---------- Given records ----------

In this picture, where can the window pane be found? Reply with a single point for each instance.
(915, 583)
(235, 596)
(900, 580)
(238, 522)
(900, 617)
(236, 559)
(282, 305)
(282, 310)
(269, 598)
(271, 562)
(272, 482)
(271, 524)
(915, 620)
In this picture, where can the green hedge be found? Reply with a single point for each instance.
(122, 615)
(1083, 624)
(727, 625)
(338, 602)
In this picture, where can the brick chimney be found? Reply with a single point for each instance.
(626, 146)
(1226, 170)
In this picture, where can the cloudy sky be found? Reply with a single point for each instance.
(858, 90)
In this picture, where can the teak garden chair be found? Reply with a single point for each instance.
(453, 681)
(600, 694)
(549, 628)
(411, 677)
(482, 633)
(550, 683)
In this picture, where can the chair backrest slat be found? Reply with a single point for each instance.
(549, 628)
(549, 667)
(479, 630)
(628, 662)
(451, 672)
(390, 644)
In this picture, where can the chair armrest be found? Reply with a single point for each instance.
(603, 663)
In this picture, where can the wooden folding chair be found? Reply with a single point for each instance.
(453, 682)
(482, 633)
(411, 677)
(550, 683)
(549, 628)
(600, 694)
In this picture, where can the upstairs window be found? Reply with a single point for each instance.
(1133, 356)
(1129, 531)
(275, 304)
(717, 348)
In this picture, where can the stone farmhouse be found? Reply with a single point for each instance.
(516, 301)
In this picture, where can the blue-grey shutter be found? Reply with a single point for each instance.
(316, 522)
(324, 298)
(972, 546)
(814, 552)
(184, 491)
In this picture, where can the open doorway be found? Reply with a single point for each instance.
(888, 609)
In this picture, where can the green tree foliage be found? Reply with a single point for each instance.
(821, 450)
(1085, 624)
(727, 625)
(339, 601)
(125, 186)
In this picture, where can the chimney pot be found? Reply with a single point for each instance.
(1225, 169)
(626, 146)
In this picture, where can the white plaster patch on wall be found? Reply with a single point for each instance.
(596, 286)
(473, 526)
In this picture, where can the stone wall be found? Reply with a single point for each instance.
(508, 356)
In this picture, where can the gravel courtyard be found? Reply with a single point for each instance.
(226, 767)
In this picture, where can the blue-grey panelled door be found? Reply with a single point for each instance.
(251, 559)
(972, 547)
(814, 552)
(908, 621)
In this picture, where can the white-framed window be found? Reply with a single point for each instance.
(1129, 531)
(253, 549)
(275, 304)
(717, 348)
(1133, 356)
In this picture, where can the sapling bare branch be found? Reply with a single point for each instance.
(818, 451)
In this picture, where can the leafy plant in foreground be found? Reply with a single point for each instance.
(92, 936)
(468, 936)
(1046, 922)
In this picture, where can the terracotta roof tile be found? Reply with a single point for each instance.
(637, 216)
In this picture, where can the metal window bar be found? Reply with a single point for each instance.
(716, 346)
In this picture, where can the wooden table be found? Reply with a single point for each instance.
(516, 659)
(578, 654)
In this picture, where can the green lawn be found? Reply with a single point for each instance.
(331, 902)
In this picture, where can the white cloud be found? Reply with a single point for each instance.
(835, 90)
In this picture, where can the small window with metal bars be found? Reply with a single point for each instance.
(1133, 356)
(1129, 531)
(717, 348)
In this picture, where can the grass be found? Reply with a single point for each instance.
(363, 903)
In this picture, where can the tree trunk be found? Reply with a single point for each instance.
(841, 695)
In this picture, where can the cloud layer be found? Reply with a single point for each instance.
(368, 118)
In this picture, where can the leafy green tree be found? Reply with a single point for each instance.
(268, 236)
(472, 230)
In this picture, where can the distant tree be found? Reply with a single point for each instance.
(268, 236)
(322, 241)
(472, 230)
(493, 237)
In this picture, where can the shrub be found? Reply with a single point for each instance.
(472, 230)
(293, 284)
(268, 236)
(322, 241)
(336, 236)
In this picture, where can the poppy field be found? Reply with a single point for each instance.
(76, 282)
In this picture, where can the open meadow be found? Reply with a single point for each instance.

----------

# Task details
Retype the listing above word for word.

# Output
In this picture, where can the window pane be found? Reply with a single point for each instance.
(915, 583)
(235, 596)
(900, 580)
(238, 522)
(900, 617)
(236, 559)
(282, 305)
(282, 310)
(269, 598)
(271, 562)
(272, 482)
(271, 524)
(915, 620)
In this picture, where can the green hedge be found? Reply with a single point for each instance.
(122, 615)
(1083, 624)
(727, 625)
(338, 602)
In this picture, where can the brick chimney be found? Reply with a single point for each instance.
(626, 146)
(1226, 170)
In this picture, where can the cloudy sky be found? Reply with a single point for each instance.
(858, 90)
In this picture, where can the teak garden chair be found? Reply with a single point for each instance.
(453, 681)
(600, 694)
(549, 628)
(411, 677)
(482, 633)
(550, 683)
In this picture, where can the chair backrest slat be found? Reply with a single point for each instance.
(549, 628)
(549, 667)
(479, 630)
(628, 662)
(451, 672)
(390, 644)
In this picture, where can the chair armrest be found? Reply with a single point for each instance.
(603, 663)
In this picture, where can the wooden folding chair be found? Reply with a single point for each instance.
(453, 682)
(482, 633)
(411, 677)
(550, 683)
(549, 628)
(600, 694)
In this picture, where can the upstairs window be found? Reply with a single point for each instance.
(1133, 356)
(1129, 531)
(275, 304)
(717, 348)
In this picture, where can the stone farmhouse be found? Reply with a single point for each instance.
(516, 301)
In this picture, where can the blue-grey shutter be found? Reply with a single point for each instance.
(316, 522)
(324, 298)
(972, 546)
(814, 552)
(184, 491)
In this picture, where can the open doorway be found? Reply with a single point for each instance.
(888, 609)
In this picture, where can the green tree foliage be found? Reply with a single point for each instance.
(821, 450)
(1085, 624)
(727, 625)
(339, 601)
(125, 186)
In this picture, where can the chimney pot be found? Reply with a single point for each instance.
(1225, 169)
(626, 146)
In this picture, where can the white plaster patch on wall be found? Reply with a single point for each instance.
(596, 286)
(473, 526)
In this picture, where can the stone wall be found? Reply with a single point for each instance.
(508, 356)
In this picture, where can the gravel courtyard be found? Reply with a single point for each instance.
(226, 767)
In this picture, where can the blue-grey panelled door be found? Reply with a single point for each instance.
(251, 559)
(972, 547)
(814, 552)
(908, 621)
In this picture, where can the white-framed window be found? Reply with a single point for each instance.
(1129, 531)
(253, 549)
(275, 304)
(717, 348)
(1133, 356)
In this picture, where can the sapling bare branch be found? Reply with a single point for each instance.
(818, 451)
In this picture, where can the leafy plant in foreground be found? Reply with a single point for each instance.
(92, 936)
(468, 936)
(1046, 922)
In this picture, where can the terracotta roof tile be found? Reply with a single point for each instance.
(637, 216)
In this picture, where can the metal window bar be found? Reply with a single point for each instance.
(716, 346)
In this picture, where can the wooden table be found? Reply with a single point for each instance.
(516, 659)
(578, 654)
In this picture, where can the green lawn be found? Reply with a single point for each instance.
(331, 902)
In this picture, where can the white cloud be found? Reply with a single point for each instance.
(835, 90)
In this picture, where can the small window with metal bars be found? Reply with a single point for each instance.
(1133, 356)
(1129, 531)
(717, 348)
In this picture, where can the grass be found? Reply with a single point for each instance.
(363, 903)
In this picture, where can the tree trunk be found? Reply with a single point for each instance.
(841, 695)
In this picture, where can the cloud layer be found? Reply with a single point for each instance.
(368, 118)
In this picture, where can the leafy green tree be found? Reply with a single point for each instance.
(268, 236)
(472, 230)
In this picture, where can the distant tree be found? Reply with a single point for each instance.
(268, 236)
(322, 241)
(472, 230)
(493, 237)
In this picture, where can the shrub be found? Reply with a single point for each instance.
(472, 230)
(293, 284)
(268, 236)
(322, 241)
(336, 236)
In this picture, where can the poppy field be found? Reply with a single point for each instance.
(76, 282)
In this picture, where can the open meadow be found? Reply with a single point for each instance.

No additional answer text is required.